TEXT SEGMENT -
:::::

Need some sincere advice

A long read but please read it if you want to give advice.

Having troubles with the lady and although I know what I SHOULD do, it’s good to hear it from other people sometimes. Usually I am the one with the advice but I guess it’s different from the inside.

I’ve been with my girl for about 9 months. Almost a year. It has had its ups and downs but this morning was really a kick in the junk. In the beggining of the relationship I openly told her that for awhile I might have some trust issues because of the last whore I dated for 5 years. So I asked her upfront to just be honest with me and if you ever want to do something that I might question just talk to me about it first. As long as people are open with me and you don’t give me a reason to doubt you, I won’t.

So anyway, she started this job at Lowe’s and made some friends. One of them is this kid, Justin. Total toolbag but w/e. I have no problems with my g/f having friends that are guys but right off the bat he would text her a million times a day, call her, AIM, blah blah blah. So I basically told my girlfriend I wasn’t comfortable with how often he feels the need to talk to her. So she told him and it stopped for awhile. Well recently, he started talking to her again. I did tell her it was ok, as I had met him and had confidence he wouldn’t break my trust.

Well the other day I was staying at her place and turned on her laptop to check my emails. They had an open IM convo on the desktop. I DID NOT read it becuase im trying to build trust. Well, she came over and was like, oh, can you close my AIM for me. So i did. The next series of events is really what made me question this faggot.

:::::

DATASET CONTENT -
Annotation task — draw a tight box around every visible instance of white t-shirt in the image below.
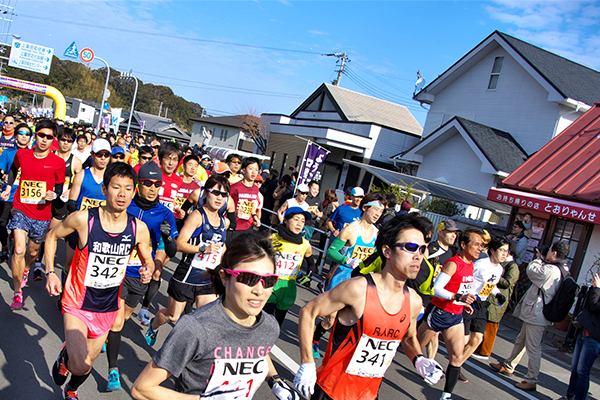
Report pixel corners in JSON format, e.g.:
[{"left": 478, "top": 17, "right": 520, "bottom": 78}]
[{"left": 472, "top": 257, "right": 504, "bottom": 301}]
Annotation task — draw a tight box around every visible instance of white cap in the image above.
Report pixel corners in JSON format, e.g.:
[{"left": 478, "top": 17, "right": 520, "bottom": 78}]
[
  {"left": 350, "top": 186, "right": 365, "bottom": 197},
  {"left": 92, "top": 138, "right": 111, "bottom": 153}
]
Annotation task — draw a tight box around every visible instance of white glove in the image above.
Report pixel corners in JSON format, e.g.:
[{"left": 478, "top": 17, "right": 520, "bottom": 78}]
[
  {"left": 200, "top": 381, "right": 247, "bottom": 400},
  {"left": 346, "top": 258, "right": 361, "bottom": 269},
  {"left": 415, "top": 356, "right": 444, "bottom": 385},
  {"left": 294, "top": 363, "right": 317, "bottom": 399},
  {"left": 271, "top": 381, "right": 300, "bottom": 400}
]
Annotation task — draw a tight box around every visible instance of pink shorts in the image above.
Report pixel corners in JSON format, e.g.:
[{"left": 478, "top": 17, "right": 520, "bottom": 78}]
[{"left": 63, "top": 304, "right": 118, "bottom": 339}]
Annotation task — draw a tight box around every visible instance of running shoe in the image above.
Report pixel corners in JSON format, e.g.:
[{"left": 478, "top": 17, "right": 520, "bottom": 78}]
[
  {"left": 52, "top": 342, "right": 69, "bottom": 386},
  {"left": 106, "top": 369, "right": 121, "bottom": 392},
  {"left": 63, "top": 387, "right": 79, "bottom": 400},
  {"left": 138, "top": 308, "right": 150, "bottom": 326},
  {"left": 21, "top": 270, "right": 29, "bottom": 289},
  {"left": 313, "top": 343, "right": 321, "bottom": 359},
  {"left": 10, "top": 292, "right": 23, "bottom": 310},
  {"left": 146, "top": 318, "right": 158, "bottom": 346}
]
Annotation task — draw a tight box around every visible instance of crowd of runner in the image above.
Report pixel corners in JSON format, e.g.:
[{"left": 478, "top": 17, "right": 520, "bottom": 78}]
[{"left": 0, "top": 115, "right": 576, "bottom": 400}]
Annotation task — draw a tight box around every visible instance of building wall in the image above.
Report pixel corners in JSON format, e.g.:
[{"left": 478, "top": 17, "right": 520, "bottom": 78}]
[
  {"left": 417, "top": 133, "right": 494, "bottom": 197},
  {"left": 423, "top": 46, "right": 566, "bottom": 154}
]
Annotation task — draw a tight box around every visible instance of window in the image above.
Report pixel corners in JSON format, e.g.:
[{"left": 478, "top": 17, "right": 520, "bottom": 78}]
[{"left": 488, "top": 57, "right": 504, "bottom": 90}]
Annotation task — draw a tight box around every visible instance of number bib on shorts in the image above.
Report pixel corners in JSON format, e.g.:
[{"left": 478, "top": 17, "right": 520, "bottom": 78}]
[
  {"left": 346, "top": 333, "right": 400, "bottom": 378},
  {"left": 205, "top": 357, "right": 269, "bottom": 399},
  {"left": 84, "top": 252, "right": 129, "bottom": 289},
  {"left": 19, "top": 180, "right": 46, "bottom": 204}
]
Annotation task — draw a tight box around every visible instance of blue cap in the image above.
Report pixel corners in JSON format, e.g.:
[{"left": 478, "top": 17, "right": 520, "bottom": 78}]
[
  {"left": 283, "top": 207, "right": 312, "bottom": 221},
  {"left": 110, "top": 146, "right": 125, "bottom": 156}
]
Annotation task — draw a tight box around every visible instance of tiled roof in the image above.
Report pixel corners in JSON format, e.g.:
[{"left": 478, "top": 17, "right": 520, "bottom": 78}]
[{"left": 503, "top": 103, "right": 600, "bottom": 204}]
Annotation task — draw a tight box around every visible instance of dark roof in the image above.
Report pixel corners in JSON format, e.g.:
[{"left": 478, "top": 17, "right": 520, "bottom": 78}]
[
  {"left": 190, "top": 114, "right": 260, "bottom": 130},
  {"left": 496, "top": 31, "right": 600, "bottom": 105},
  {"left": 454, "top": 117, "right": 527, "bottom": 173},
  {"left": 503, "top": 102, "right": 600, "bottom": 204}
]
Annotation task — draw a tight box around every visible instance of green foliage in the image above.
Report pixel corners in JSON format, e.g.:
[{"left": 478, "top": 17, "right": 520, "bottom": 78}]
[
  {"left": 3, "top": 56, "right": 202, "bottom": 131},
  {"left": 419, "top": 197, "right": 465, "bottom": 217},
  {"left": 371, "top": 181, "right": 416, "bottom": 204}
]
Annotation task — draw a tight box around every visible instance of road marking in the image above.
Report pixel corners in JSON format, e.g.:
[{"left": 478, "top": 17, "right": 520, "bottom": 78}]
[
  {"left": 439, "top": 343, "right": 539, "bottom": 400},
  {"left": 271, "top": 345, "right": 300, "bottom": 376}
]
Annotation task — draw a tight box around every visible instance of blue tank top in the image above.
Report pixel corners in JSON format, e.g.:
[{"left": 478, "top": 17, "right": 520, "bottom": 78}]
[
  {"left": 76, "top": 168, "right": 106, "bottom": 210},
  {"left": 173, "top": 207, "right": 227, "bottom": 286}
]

:::::

WORK TO DO -
Do these three statements agree with the advice-request post? For each, answer yes or no and quote the words of the post that decide it.
(a) The writer has been with his girlfriend for about nine months.
(b) The writer read the open IM conversation on her laptop.
(c) The writer's girlfriend became friends with Justin through her job at Lowe's.

THE RESPONSE -
(a) Yes: "I’ve been with my girl for about 9 months."
(b) No: "I DID NOT read it becuase im trying to build trust."
(c) Yes: "she started this job at Lowe’s and made some friends. One of them is this kid, Justin."